**SELECTED EXCERPT:**

[BEGIN]

South Carolina Land Commission

March 27, 1869–1890s

After the Civil War, South Carolina’s Republican politicians recognized that the lack of access to land by former slaves was a serious impediment to the full enjoyment of their newly earned freedom. At the constitutional convention of January 1868, delegates proposed to petition Congress for a loan of $1 million to purchase some of the state’s largest plantations for subdivision and sale to landless persons. Finding little support in Washington, Republican leaders pursued a different course. Promoted by the Reverend Richard H. Cain, a black delegate from Charleston and the convention’s most vociferous advocate of land reform, the new constitution included a provision for a state land commission. The Republican-dominated General Assembly established the South Carolina Land Commission on March 27, 1869. It was administered by an advisory board consisting of the governor, secretary of state, state treasurer, attorney general, and state comptroller. This body also chose the land commissioner. The commission’s goal was to purchase land for sale in plots of between twenty-five and one hundred acres, which would then be sold to landless blacks on favorable terms. South Carolina thus embarked on a unique experiment, using its authority to assist the freedmen in acquiring land.

[END]

**DIRECTIONS:**
1. In the South Carolina Land Commission passage, what size plots was the commission meant to buy land for and sell?
2. Carry on the South Carolina Land Commission passage, picking up after its last sentence.

**GIVEN ENTRIES:**

[BEGIN]

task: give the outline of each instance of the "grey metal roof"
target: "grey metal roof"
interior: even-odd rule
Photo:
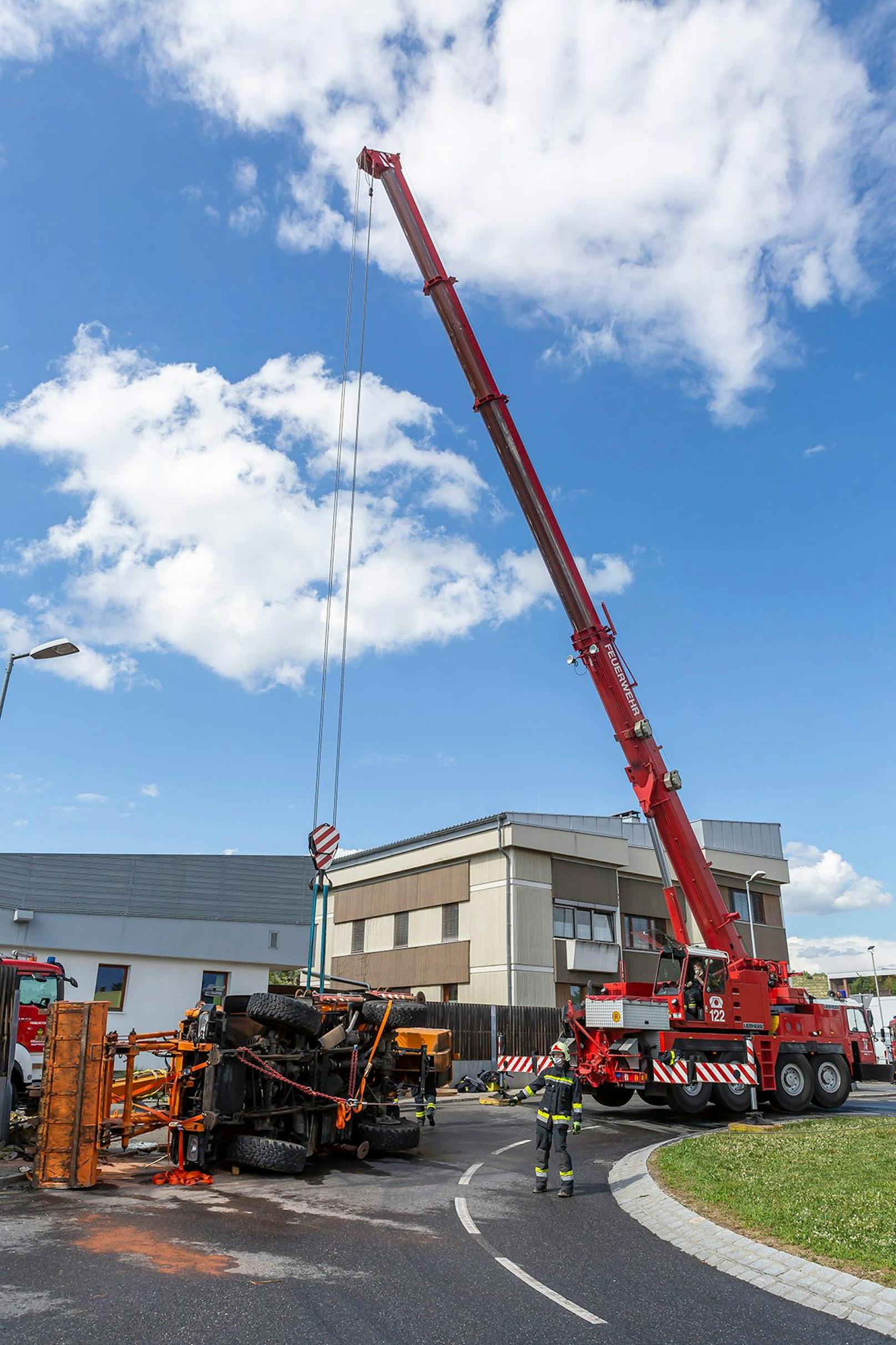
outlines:
[[[404,841],[371,846],[369,850],[355,850],[336,859],[334,870],[348,869],[378,854],[401,854],[404,850],[417,850],[429,841],[444,841],[449,837],[475,835],[496,827],[499,822],[527,827],[545,827],[550,831],[578,831],[585,835],[615,837],[627,841],[639,850],[651,850],[650,830],[646,822],[627,822],[623,818],[587,816],[569,812],[492,812],[487,818],[472,822],[457,822],[437,831],[424,831]],[[780,826],[776,822],[693,822],[697,839],[709,850],[726,850],[729,854],[755,854],[767,859],[783,859],[780,846]],[[724,843],[721,843],[724,842]]]
[[[308,924],[312,873],[292,854],[0,854],[0,907]]]

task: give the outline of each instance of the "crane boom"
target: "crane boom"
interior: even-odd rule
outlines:
[[[749,962],[733,924],[736,915],[725,908],[718,885],[678,798],[681,788],[678,772],[669,771],[654,740],[650,722],[635,697],[635,683],[616,648],[616,631],[609,620],[609,613],[601,604],[604,619],[601,620],[597,615],[581,572],[507,409],[507,398],[499,391],[470,319],[457,299],[455,277],[447,273],[410,192],[401,168],[401,157],[365,148],[358,156],[358,165],[363,172],[382,182],[398,217],[398,223],[422,274],[424,293],[432,299],[472,389],[474,410],[482,416],[486,424],[560,601],[572,623],[573,648],[588,668],[609,717],[616,741],[626,756],[626,773],[644,816],[655,822],[662,845],[697,925],[709,947],[722,950],[735,962]],[[671,888],[666,890],[673,925],[681,925],[681,920],[677,923],[674,917],[674,890]]]

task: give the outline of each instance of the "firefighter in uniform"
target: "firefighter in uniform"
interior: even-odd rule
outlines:
[[[417,1085],[417,1092],[414,1093],[414,1103],[417,1104],[417,1111],[414,1112],[418,1124],[424,1124],[425,1120],[431,1126],[436,1124],[436,1071],[433,1069],[432,1060],[426,1056],[424,1063],[425,1077],[422,1077]]]
[[[550,1048],[550,1064],[530,1084],[526,1084],[513,1103],[526,1102],[537,1092],[545,1089],[541,1107],[535,1118],[535,1185],[537,1194],[548,1190],[548,1159],[553,1143],[560,1163],[560,1190],[558,1196],[572,1196],[573,1170],[569,1150],[566,1149],[566,1135],[572,1126],[573,1134],[581,1130],[581,1080],[569,1064],[569,1046],[557,1041]]]

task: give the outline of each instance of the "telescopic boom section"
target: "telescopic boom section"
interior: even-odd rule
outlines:
[[[382,182],[398,217],[424,278],[424,295],[429,295],[444,323],[460,367],[472,389],[474,410],[479,412],[486,422],[560,601],[566,609],[573,627],[572,642],[576,654],[591,672],[616,741],[626,753],[626,773],[644,816],[655,820],[700,931],[709,947],[721,948],[733,960],[743,960],[747,958],[747,950],[732,923],[736,916],[725,908],[678,798],[681,780],[677,772],[669,771],[657,746],[650,724],[635,697],[634,679],[628,675],[616,648],[612,621],[605,608],[603,609],[605,621],[597,615],[519,430],[507,410],[507,398],[498,390],[470,319],[457,299],[455,277],[443,266],[408,187],[401,159],[398,155],[378,149],[362,149],[358,167]]]

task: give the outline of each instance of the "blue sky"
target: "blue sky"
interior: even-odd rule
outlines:
[[[352,9],[338,55],[285,0],[242,34],[5,8],[0,633],[86,652],[15,668],[0,845],[303,847],[346,194],[385,137],[690,815],[782,822],[806,962],[896,963],[892,9],[569,5],[583,82],[525,0]],[[627,808],[379,191],[374,222],[344,841]]]

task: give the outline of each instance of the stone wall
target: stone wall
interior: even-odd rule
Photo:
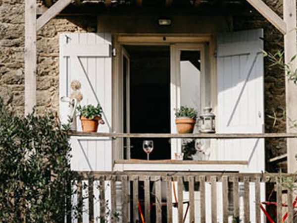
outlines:
[[[37,36],[38,112],[57,113],[59,34],[96,32],[96,16],[57,17]],[[0,97],[24,113],[24,0],[0,0]]]

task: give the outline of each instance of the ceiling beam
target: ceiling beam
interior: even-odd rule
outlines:
[[[72,0],[59,0],[49,8],[38,19],[37,22],[37,29],[39,30],[52,18],[64,9]]]
[[[247,0],[255,9],[283,34],[287,32],[287,25],[282,18],[262,0]]]
[[[199,6],[201,0],[195,0],[195,1],[194,2],[194,6],[195,7],[198,7]]]
[[[142,0],[136,0],[136,5],[139,7],[142,5]]]
[[[172,1],[173,1],[173,0],[166,0],[166,1],[165,2],[165,6],[166,7],[169,7],[170,5],[171,5]]]

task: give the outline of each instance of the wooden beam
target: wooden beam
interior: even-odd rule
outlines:
[[[72,0],[59,0],[49,8],[37,19],[37,29],[39,30],[50,19],[54,17],[64,9]]]
[[[36,0],[25,1],[25,114],[36,105]]]
[[[247,0],[280,32],[283,34],[286,34],[287,27],[285,21],[262,0]]]
[[[173,0],[166,0],[166,1],[165,2],[165,6],[166,7],[169,7],[170,5],[171,5],[172,1],[173,1]]]
[[[195,0],[195,2],[194,2],[194,6],[195,7],[198,7],[198,6],[199,6],[201,0]]]
[[[45,0],[45,2],[46,5],[47,5],[47,7],[50,7],[52,4],[52,2],[51,1],[51,0]]]
[[[136,0],[136,5],[139,7],[142,5],[142,0]]]
[[[296,0],[284,0],[284,19],[287,24],[287,33],[284,36],[285,62],[290,64],[293,72],[297,69],[297,61],[291,61],[297,54],[297,35],[296,34]],[[290,120],[297,120],[297,86],[289,80],[286,75],[286,112],[287,114],[287,132],[297,132],[296,128],[291,126]],[[297,139],[288,139],[288,171],[297,171]]]

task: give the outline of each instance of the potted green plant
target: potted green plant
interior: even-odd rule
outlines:
[[[92,105],[79,105],[76,109],[79,113],[83,131],[96,132],[99,123],[104,124],[101,116],[102,108],[100,105],[98,104],[97,107]]]
[[[197,111],[194,108],[181,106],[175,109],[175,123],[180,134],[192,133],[197,117]]]

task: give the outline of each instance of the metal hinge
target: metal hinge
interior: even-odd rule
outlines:
[[[112,56],[116,56],[116,50],[115,48],[112,48]]]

[END]

**ANSWERS FOR THIS EXERCISE:**
1. Plots of between twenty-five and one hundred acres.

2.
From the beginning the S.C. Land Commission was plagued by organizational and other problems. The first commissioner, Charles P. Leslie, was corrupt and incompetent. His agents typically failed to inspect the tracts they recommended for purchase. This, combined with bribery and falsification of records, led the state to pay inflated prices for land that was frequently of low quality. Republicans forced Leslie from office in 1870, but his successor, Robert C. DeLarge, was equally disappointing. In addition, the operation of the Land Commission was commonly dictated by politics more than economics. For example, in 1870 the commission purchased land in Newberry County at a premium price to prevent freedmen there from becoming dependent on Democratic landowners. By 1871 approximately one-half of the commission land was in the black-majority counties of Charleston, Colleton, Georgetown, and Beaufort.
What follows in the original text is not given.